Linguistic Proliferation


It is Voronin who has carried the torch in Moldova's quest for linguistic independence since he took power in 2001.


While the language issue has since then been irritant in Moldova's relations with Romania, which was forced to cede most of what is today Moldova to the Soviet Union after World War II, the European Union is increasingly finding itself in the middle of the debate.


This is because Brussels must placate one of its newest members, Romania, while also facilitating ties with one of its newest neighbors, Moldova.


Good-neighborly relations with Moldova are of great importance to the EU because developments in the country's separatist republic of Transdniester could have Europe-wide ramifications.


Romania, meanwhile, has insisted that the EU make no reference to a "Moldovan language" it in its official documentation regarding Moldova, which belongs to the bloc's European Neighborhood Policy.
------------------------------------------------------------
:: What to work on ::
List every sovereign state named in the passage on Moldova's language dispute.
------------------------------------------------------------
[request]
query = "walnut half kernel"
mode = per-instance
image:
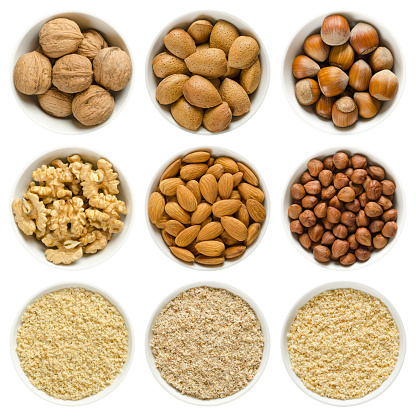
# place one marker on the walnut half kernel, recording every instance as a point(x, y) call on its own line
point(72, 208)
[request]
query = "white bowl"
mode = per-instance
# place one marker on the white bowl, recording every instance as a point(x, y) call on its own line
------------------------------------------------------------
:: Output ::
Moldova, Romania, the Soviet Union